_Zu lesender Text_
━━━━━━

Herr Präsident! Meine Damen und Herren! Als der Herr Minister heute seinen ersten Auftritt hatte und mit frommem Augenaufschlag vom Wohl der Jugend sprach
({0})
und es allzu laut hier verkündete, da konnte man noch der Meinung sein, es gehe ihm tatsächlich um eine sachliche Auseinandersetzung. Nach dem zweiten Auftritt, meine Damen und Herren, besteht sicherlich kein Zweifel mehr darüber: darum ging es ihm nicht, sondern er wollte polemisieren und provozieren.
({1})
Meine Damen und Herren, wenn hier solche Argumente gebracht werden, wie sie der Herr Minister in seinem zweiten Auftritt angeboten hat, dann kann man doch nicht mehr im Ernst von einer sachlichen Diskussion sprechen. Das hat sich von der Tribüne dieses Hauses noch niemand geleistet, die Gemeinden und Gemeindeverbände in so unklassifizierbarer Weise herabzuwürdigen, verächtlich zu machen, wie es der Herr Bundesfamilienminister hier heute getan hat.
({2})
Es ist nicht gerade eine neue Erkenntnis, daß die Bundesregierung kein besonders inniges und freundliches Verhältnis zu unseren Gemeinden hat.
({3})
Aber daß hier die Gemeinden verdächtigt werden, sie strebten in ihrer seit Jahrzehnten so bewährten praktischen Arbeit der Jugendpflege eine schrankenlose Herrschaft der öffentlichen Gewalt an, das geht doch nun weit über das hinaus, was man unwidersprochen hinnehmen kann. Ich habe den Minister wörtlich zitiert, so wie er es vorhin hier gesagt hat.

━━━━━━

_Inhalt der Auflistung_
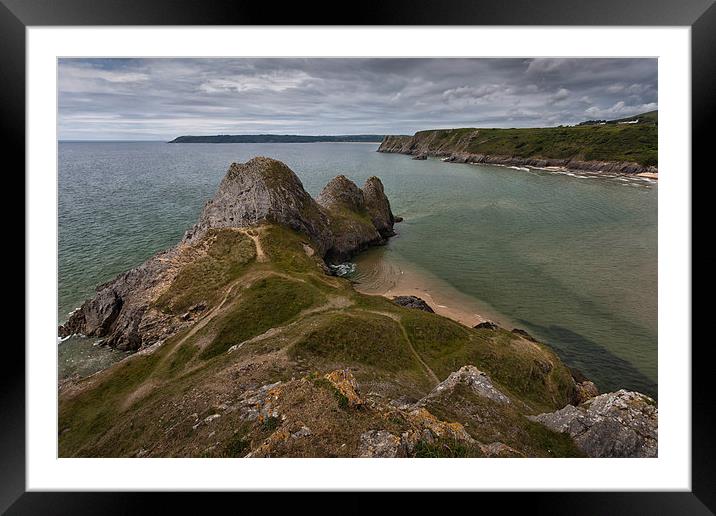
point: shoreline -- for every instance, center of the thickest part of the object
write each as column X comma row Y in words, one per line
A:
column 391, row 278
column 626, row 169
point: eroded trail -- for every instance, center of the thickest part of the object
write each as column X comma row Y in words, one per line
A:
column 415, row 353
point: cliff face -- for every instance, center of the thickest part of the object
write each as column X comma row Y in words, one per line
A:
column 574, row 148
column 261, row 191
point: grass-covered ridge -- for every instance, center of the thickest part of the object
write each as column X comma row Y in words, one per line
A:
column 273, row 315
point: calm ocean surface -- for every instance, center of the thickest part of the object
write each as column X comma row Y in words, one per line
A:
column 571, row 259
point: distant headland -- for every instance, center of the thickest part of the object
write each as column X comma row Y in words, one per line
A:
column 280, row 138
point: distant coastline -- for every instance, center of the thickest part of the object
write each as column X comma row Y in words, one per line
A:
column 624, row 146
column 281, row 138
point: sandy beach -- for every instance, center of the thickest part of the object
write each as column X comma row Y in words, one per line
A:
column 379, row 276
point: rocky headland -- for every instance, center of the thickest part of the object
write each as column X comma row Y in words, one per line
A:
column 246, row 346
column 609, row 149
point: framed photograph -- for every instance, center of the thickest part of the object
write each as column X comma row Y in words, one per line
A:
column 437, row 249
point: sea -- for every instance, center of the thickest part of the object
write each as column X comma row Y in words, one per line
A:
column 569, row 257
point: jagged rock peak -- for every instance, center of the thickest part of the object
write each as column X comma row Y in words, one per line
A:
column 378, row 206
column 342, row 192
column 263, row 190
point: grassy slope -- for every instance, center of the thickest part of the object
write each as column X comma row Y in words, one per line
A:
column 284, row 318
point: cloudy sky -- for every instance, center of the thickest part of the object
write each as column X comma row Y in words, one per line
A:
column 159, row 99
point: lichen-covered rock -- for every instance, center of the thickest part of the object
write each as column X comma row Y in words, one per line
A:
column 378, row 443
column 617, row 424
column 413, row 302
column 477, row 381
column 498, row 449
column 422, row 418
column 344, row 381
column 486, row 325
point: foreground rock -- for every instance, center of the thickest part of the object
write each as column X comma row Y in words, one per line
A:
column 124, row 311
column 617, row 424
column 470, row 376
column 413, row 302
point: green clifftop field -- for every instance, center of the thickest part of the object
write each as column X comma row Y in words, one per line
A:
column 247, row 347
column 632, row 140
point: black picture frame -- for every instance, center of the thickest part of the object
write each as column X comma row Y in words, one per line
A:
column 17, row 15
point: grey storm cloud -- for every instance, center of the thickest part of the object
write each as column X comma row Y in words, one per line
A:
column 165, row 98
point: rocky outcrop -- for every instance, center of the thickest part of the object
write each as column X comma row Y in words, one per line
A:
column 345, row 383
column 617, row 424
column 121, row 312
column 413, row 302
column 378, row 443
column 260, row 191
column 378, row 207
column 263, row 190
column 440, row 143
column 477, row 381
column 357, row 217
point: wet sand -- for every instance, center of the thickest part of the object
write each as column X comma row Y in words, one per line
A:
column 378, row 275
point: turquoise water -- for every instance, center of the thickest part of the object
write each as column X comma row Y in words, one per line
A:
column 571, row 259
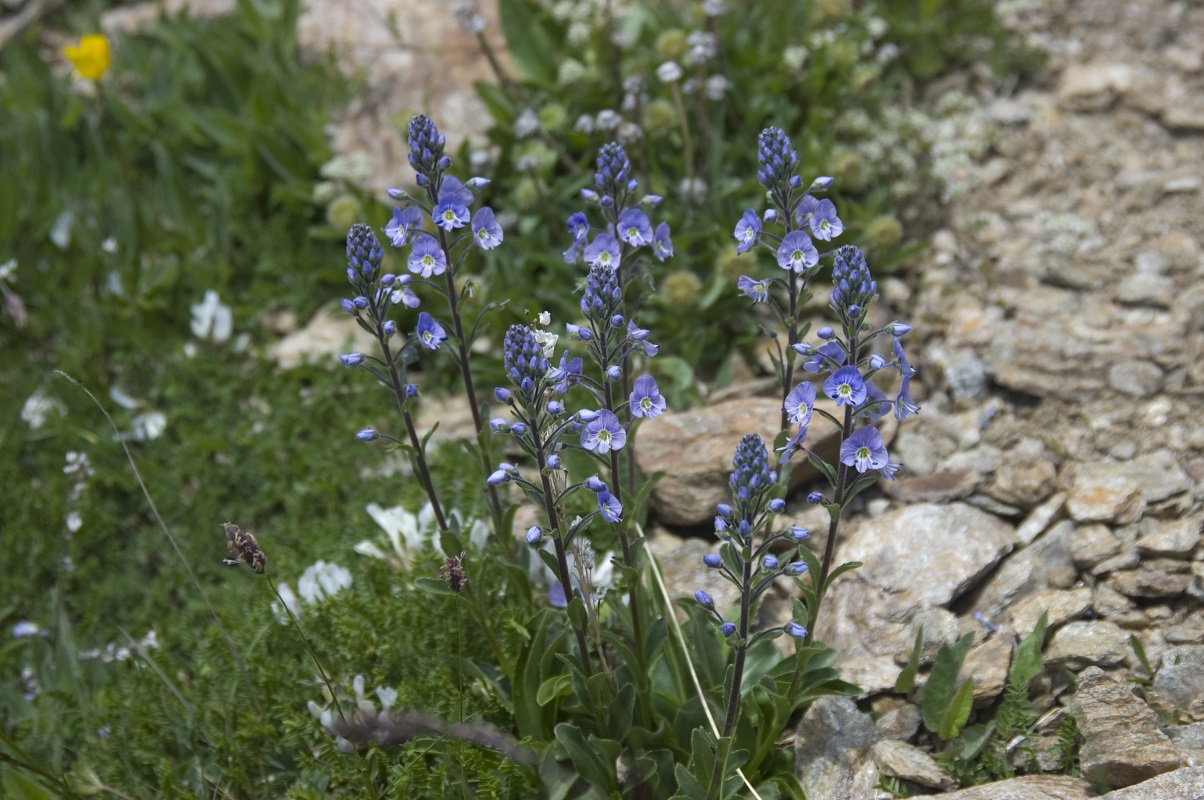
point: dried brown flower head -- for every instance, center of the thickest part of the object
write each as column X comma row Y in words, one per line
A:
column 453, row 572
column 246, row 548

━━━━━━

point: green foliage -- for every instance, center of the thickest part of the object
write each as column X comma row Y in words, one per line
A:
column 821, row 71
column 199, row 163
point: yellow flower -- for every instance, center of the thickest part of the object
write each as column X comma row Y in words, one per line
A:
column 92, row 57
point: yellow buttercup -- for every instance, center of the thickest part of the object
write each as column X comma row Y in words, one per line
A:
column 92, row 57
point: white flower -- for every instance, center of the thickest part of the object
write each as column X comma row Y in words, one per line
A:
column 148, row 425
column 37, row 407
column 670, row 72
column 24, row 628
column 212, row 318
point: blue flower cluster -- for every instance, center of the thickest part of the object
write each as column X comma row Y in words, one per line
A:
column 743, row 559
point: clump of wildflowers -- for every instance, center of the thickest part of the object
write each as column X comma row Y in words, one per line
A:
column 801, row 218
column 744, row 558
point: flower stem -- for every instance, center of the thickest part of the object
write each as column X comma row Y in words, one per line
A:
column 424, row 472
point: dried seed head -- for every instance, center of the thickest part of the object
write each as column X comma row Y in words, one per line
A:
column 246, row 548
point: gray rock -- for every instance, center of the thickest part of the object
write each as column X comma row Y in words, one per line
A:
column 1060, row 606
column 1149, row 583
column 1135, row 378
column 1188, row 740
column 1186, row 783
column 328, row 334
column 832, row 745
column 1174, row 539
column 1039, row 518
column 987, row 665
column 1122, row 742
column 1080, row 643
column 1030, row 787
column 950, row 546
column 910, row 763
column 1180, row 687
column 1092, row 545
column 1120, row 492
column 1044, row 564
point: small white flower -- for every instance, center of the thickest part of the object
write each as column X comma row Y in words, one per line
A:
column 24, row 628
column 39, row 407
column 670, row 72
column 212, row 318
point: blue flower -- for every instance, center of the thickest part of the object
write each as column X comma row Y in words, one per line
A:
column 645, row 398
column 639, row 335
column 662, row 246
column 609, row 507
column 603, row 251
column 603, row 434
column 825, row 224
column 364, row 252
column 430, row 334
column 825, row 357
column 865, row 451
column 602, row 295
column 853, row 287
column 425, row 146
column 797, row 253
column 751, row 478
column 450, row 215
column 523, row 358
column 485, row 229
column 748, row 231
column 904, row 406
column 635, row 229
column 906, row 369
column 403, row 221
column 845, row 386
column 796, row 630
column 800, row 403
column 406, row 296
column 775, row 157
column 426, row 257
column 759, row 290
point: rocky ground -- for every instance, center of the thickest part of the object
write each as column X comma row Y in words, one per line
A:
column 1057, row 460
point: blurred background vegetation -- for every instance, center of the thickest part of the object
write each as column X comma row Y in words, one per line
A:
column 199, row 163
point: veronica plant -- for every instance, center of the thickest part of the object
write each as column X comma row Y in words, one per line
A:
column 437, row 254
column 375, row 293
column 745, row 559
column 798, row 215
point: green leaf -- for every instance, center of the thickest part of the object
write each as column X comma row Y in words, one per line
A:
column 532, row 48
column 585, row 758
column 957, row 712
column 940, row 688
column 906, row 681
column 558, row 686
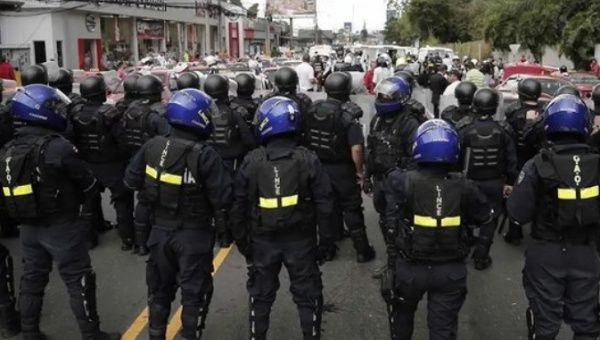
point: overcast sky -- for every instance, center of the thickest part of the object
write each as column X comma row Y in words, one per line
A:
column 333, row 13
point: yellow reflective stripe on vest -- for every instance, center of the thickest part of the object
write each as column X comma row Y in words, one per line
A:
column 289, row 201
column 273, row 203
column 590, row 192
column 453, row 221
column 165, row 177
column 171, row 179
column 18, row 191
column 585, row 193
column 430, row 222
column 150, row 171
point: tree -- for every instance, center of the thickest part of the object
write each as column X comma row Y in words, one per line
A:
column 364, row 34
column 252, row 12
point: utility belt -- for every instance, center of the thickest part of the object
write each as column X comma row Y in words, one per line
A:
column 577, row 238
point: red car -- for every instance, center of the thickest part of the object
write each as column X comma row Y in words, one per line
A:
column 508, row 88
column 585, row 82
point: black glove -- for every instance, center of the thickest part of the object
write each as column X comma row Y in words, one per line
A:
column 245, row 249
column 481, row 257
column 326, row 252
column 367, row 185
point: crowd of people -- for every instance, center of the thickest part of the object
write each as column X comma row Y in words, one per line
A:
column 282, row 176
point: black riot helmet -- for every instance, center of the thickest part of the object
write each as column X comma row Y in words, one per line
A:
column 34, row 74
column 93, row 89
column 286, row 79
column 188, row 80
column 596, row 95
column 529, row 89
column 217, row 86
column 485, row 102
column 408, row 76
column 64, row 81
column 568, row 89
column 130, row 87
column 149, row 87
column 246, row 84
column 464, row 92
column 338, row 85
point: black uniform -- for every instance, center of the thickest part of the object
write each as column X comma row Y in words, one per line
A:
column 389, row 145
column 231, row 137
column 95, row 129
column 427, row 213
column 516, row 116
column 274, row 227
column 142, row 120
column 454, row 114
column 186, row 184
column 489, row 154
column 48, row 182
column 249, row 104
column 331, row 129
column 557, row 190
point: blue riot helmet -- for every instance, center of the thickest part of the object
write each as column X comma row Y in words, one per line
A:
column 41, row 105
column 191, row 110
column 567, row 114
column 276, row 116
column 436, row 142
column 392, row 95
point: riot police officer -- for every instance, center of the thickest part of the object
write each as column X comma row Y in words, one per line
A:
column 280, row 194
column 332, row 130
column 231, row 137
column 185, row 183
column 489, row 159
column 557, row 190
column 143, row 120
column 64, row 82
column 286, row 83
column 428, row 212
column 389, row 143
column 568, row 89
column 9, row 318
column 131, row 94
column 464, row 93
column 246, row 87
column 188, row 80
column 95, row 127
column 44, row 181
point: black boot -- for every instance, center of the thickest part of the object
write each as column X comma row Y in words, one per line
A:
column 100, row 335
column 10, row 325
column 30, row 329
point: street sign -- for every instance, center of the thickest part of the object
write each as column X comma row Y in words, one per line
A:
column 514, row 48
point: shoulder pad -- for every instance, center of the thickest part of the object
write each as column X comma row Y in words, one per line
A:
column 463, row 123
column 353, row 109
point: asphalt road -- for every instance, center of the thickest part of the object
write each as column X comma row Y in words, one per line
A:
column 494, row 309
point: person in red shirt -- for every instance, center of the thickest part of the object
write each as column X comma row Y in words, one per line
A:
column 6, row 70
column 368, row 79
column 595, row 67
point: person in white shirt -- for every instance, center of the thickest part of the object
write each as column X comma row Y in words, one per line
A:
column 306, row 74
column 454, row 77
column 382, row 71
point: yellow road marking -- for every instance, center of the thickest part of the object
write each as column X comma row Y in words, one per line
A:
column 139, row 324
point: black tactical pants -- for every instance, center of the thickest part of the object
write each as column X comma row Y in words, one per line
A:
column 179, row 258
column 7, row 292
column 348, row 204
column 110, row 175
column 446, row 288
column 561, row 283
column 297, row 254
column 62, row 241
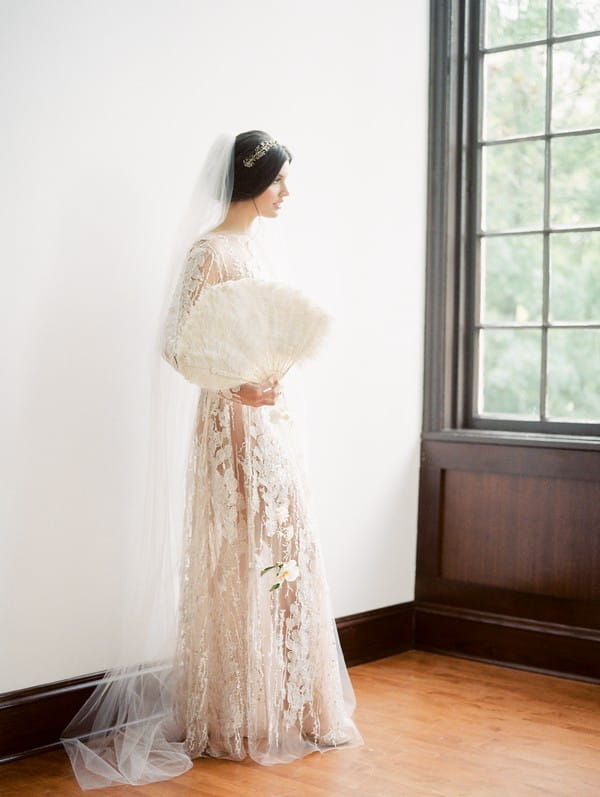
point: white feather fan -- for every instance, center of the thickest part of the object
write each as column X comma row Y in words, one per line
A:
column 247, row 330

━━━━━━

_Ziel der Aufgabe_
Schreib aus der Rede über Jugendpflege und Gemeinden den Abschnitt von „und es allzu“ bis einschließlich „heute getan hat.“ wortgetreu ab.

_Ergebnis der Aufgabe_
und es allzu laut hier verkündete, da konnte man noch der Meinung sein, es gehe ihm tatsächlich um eine sachliche Auseinandersetzung. Nach dem zweiten Auftritt, meine Damen und Herren, besteht sicherlich kein Zweifel mehr darüber: darum ging es ihm nicht, sondern er wollte polemisieren und provozieren.
({1})
Meine Damen und Herren, wenn hier solche Argumente gebracht werden, wie sie der Herr Minister in seinem zweiten Auftritt angeboten hat, dann kann man doch nicht mehr im Ernst von einer sachlichen Diskussion sprechen. Das hat sich von der Tribüne dieses Hauses noch niemand geleistet, die Gemeinden und Gemeindeverbände in so unklassifizierbarer Weise herabzuwürdigen, verächtlich zu machen, wie es der Herr Bundesfamilienminister hier heute getan hat.